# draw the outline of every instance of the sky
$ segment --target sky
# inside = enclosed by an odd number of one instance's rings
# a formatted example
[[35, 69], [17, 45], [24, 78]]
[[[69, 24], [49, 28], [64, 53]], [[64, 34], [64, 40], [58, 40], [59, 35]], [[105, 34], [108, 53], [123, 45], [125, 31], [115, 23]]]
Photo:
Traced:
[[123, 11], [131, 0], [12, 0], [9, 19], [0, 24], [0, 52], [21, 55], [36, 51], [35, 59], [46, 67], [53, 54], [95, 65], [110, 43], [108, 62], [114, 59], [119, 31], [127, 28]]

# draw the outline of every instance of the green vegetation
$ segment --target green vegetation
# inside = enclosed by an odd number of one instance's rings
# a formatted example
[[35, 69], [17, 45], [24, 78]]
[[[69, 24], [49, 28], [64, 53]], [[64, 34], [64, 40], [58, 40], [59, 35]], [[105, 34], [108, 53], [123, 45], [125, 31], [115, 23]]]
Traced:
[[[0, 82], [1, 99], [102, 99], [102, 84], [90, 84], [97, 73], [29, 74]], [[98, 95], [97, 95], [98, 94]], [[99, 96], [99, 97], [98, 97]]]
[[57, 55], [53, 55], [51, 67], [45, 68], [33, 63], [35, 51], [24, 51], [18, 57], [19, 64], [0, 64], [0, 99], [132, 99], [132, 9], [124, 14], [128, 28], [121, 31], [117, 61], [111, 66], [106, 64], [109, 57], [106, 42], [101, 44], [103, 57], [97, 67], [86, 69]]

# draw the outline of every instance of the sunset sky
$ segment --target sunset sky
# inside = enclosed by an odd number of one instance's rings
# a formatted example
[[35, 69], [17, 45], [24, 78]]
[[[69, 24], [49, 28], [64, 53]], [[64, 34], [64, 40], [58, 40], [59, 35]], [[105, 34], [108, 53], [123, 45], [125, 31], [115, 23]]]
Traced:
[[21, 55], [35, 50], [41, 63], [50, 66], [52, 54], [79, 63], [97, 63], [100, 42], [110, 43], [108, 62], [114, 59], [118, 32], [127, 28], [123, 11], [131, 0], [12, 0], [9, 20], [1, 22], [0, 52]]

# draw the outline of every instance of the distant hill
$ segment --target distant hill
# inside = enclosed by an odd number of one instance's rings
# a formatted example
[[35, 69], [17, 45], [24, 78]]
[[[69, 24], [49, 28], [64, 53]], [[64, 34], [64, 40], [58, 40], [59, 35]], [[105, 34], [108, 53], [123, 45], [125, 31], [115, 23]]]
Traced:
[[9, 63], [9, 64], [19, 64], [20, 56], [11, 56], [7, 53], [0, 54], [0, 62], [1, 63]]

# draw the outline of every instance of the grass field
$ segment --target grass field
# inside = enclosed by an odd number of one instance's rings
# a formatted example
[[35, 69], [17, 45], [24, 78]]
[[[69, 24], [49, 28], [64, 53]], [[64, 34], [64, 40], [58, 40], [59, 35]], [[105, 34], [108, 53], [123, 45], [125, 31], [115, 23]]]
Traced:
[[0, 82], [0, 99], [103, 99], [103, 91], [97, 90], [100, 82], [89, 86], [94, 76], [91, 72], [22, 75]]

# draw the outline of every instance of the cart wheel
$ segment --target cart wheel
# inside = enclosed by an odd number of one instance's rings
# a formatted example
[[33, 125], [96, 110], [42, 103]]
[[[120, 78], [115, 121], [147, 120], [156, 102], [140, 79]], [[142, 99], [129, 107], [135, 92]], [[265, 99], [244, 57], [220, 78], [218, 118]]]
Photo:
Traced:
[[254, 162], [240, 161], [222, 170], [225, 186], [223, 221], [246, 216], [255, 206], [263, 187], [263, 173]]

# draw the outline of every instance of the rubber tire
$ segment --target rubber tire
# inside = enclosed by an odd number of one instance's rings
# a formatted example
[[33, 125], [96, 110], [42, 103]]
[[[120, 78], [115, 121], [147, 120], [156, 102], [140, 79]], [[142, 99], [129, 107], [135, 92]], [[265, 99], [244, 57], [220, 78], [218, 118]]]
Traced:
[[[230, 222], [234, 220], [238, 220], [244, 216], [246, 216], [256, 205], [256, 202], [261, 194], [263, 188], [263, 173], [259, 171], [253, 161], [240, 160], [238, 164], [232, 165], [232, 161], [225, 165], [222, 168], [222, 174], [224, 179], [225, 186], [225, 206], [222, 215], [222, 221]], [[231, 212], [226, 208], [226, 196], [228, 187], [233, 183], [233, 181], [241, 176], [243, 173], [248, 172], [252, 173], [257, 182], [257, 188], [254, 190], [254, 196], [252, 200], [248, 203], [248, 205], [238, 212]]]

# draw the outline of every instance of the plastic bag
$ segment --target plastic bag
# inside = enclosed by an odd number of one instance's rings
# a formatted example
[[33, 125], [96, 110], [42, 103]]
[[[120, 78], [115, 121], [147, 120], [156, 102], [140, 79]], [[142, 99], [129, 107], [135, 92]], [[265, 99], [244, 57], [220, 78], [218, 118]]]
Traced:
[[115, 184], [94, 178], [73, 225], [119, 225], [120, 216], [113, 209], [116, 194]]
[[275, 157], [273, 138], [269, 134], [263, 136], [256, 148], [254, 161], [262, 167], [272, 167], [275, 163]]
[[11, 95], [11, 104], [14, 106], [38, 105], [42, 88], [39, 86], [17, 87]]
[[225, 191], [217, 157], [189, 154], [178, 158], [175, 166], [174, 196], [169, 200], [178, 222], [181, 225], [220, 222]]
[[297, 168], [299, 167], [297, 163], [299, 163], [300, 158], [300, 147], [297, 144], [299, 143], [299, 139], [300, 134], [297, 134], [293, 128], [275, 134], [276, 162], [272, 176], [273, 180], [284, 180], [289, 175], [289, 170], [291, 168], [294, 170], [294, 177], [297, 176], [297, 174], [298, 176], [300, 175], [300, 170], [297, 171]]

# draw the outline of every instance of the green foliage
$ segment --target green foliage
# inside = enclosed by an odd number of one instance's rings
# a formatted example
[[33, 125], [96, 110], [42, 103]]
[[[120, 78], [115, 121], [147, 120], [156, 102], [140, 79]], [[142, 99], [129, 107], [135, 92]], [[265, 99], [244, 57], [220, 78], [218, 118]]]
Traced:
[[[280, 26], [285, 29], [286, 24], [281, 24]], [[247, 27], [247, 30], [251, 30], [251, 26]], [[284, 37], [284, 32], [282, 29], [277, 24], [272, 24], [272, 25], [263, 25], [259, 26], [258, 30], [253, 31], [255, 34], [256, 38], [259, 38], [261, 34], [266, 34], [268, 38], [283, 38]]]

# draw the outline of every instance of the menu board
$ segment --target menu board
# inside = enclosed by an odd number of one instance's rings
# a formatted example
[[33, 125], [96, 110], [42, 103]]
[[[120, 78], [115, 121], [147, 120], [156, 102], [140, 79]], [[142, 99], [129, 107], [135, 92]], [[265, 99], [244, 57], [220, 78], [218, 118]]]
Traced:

Stated problem ▸
Reproduce every one of the rows above, swapping each "draw the outline" for "trace the contour" and leaving all other text untouched.

Correct response ▸
# trace the contour of every instance of the sky
$ segment --target sky
# inside = enclosed by an odd number of one instance's rings
# a formatted example
[[35, 69], [17, 45], [24, 78]]
[[[69, 24], [49, 28], [64, 53]], [[64, 34], [64, 40], [58, 40], [59, 35]], [[105, 34], [108, 53], [123, 45], [125, 31], [115, 23]]]
Photo:
Traced:
[[123, 11], [131, 0], [12, 0], [9, 19], [0, 24], [0, 52], [21, 55], [36, 51], [35, 59], [46, 67], [53, 54], [95, 65], [110, 43], [108, 62], [114, 59], [119, 31], [127, 28]]

# trace the contour of every instance of the green vegetation
$ segment --target green vegetation
# inside = enclosed by an odd number of one instance's rings
# a formatted example
[[35, 69], [17, 45], [24, 78]]
[[[69, 24], [49, 28], [64, 53]], [[64, 34], [64, 40], [58, 40], [59, 35]], [[105, 34], [108, 53], [123, 45], [125, 31], [115, 23]]]
Traced:
[[[0, 82], [1, 99], [102, 99], [102, 84], [90, 84], [97, 73], [29, 74]], [[98, 95], [97, 95], [98, 94]], [[99, 96], [99, 97], [98, 97]]]
[[57, 55], [53, 55], [51, 67], [45, 68], [33, 63], [35, 51], [24, 51], [18, 57], [19, 64], [0, 64], [0, 99], [132, 99], [132, 9], [124, 14], [128, 28], [121, 31], [117, 61], [111, 66], [106, 64], [109, 57], [106, 42], [101, 44], [103, 57], [97, 67], [86, 69]]

# trace the contour of every instance of the sunset sky
$ segment --target sunset sky
# inside = enclosed by an odd number of one instance's rings
# a formatted example
[[35, 69], [17, 45], [24, 78]]
[[[69, 24], [49, 28], [64, 53]], [[64, 34], [64, 40], [58, 40], [59, 35]], [[105, 34], [108, 53], [123, 45], [125, 31], [115, 23]]]
Traced:
[[21, 55], [35, 50], [41, 63], [50, 66], [52, 54], [79, 63], [97, 63], [100, 42], [110, 43], [108, 62], [114, 59], [118, 32], [127, 28], [123, 11], [131, 0], [12, 0], [9, 20], [1, 22], [0, 52]]

# trace the contour of every instance of the distant hill
$ segment --target distant hill
# inside = enclosed by an odd number of one instance's rings
# a formatted example
[[35, 69], [17, 45], [24, 78]]
[[[69, 24], [49, 28], [64, 53]], [[64, 34], [64, 40], [58, 40], [59, 35]], [[105, 34], [108, 53], [123, 45], [125, 31], [115, 23]]]
Traced:
[[9, 63], [9, 64], [19, 64], [20, 56], [11, 56], [7, 53], [0, 54], [0, 62], [1, 63]]

# trace the contour of every instance of the grass field
$ segment --target grass field
# inside = enclosed by an odd number of one instance's rings
# a formatted example
[[35, 69], [17, 45], [24, 78]]
[[[69, 24], [49, 28], [64, 53]], [[64, 34], [64, 40], [58, 40], [59, 35]], [[105, 34], [108, 53], [123, 45], [125, 31], [115, 23]]]
Traced:
[[0, 82], [0, 99], [103, 99], [103, 91], [97, 90], [100, 82], [89, 86], [94, 76], [91, 72], [22, 75]]

# trace the contour of every instance of the cart wheel
$ segment --target cart wheel
# inside = enclosed by an odd number of one instance's rings
# a formatted example
[[33, 125], [96, 110], [42, 103]]
[[[120, 78], [115, 121], [147, 120], [156, 102], [140, 79]], [[142, 99], [129, 107], [135, 92]], [[265, 99], [244, 57], [220, 78], [218, 118]]]
Photo:
Traced:
[[254, 162], [240, 161], [222, 170], [225, 186], [223, 221], [246, 216], [255, 206], [263, 187], [263, 173]]

# trace the contour of every instance of the rubber tire
$ segment --target rubber tire
# inside = enclosed by an odd number of one instance's rings
# a formatted example
[[33, 125], [96, 110], [42, 103]]
[[[120, 78], [115, 121], [147, 120], [156, 102], [140, 79]], [[142, 99], [129, 107], [135, 92]], [[265, 99], [244, 57], [220, 78], [218, 118]]]
Traced:
[[[230, 222], [234, 220], [238, 220], [244, 216], [246, 216], [256, 205], [256, 202], [261, 194], [263, 188], [263, 173], [259, 171], [253, 161], [240, 160], [238, 164], [232, 165], [232, 161], [225, 165], [222, 168], [222, 174], [224, 179], [225, 186], [225, 206], [222, 215], [222, 221]], [[231, 212], [226, 208], [226, 196], [228, 187], [233, 183], [233, 181], [241, 176], [243, 173], [248, 172], [252, 173], [257, 182], [257, 188], [254, 190], [254, 196], [252, 200], [248, 203], [248, 205], [238, 212]]]

# trace the contour of every instance of the plastic bag
$ segment --target plastic bag
# inside = enclosed by an odd number of one instance's rings
# a formatted example
[[33, 125], [96, 110], [42, 103]]
[[[120, 78], [115, 121], [147, 120], [156, 102], [140, 79]], [[142, 99], [129, 107], [135, 92]], [[265, 99], [244, 57], [220, 78], [218, 118]]]
Traced:
[[115, 184], [94, 178], [73, 225], [119, 225], [120, 216], [113, 209], [116, 194]]
[[275, 157], [273, 138], [269, 134], [263, 136], [256, 148], [254, 161], [262, 167], [272, 167], [275, 163]]
[[11, 95], [11, 104], [14, 106], [38, 105], [42, 88], [39, 86], [17, 87]]
[[225, 191], [217, 157], [189, 154], [178, 158], [175, 166], [174, 196], [169, 200], [178, 222], [181, 225], [220, 222]]
[[297, 168], [299, 167], [297, 163], [299, 163], [300, 158], [300, 147], [297, 144], [299, 143], [299, 139], [300, 134], [297, 134], [293, 128], [275, 134], [276, 162], [272, 176], [273, 180], [284, 180], [289, 175], [289, 170], [291, 168], [294, 170], [294, 177], [297, 176], [297, 174], [298, 176], [300, 175], [300, 170], [297, 171]]

# trace the contour of every instance of the green foliage
$ segment --target green foliage
# inside = enclosed by an odd number of one instance's rings
# a formatted example
[[33, 125], [96, 110], [42, 103]]
[[[120, 78], [115, 121], [147, 120], [156, 102], [140, 79]], [[142, 99], [129, 107], [135, 92]], [[265, 99], [244, 57], [220, 78], [218, 118]]]
Traced:
[[[280, 26], [285, 29], [286, 24], [281, 24]], [[247, 27], [247, 30], [251, 30], [251, 26]], [[284, 37], [284, 32], [282, 29], [277, 24], [272, 24], [272, 25], [263, 25], [259, 26], [258, 30], [253, 31], [255, 34], [256, 38], [259, 38], [261, 34], [266, 34], [268, 38], [283, 38]]]

# trace the contour of every instance of the menu board
$ segment --target menu board
# inside = enclosed by an odd number of one instance's rings
# a formatted example
[[33, 125], [96, 110], [42, 103]]
[[[120, 78], [115, 121], [147, 120], [156, 102], [140, 79]], [[142, 99], [129, 107], [135, 92]], [[265, 99], [244, 57], [220, 78], [218, 118]]]
Traced:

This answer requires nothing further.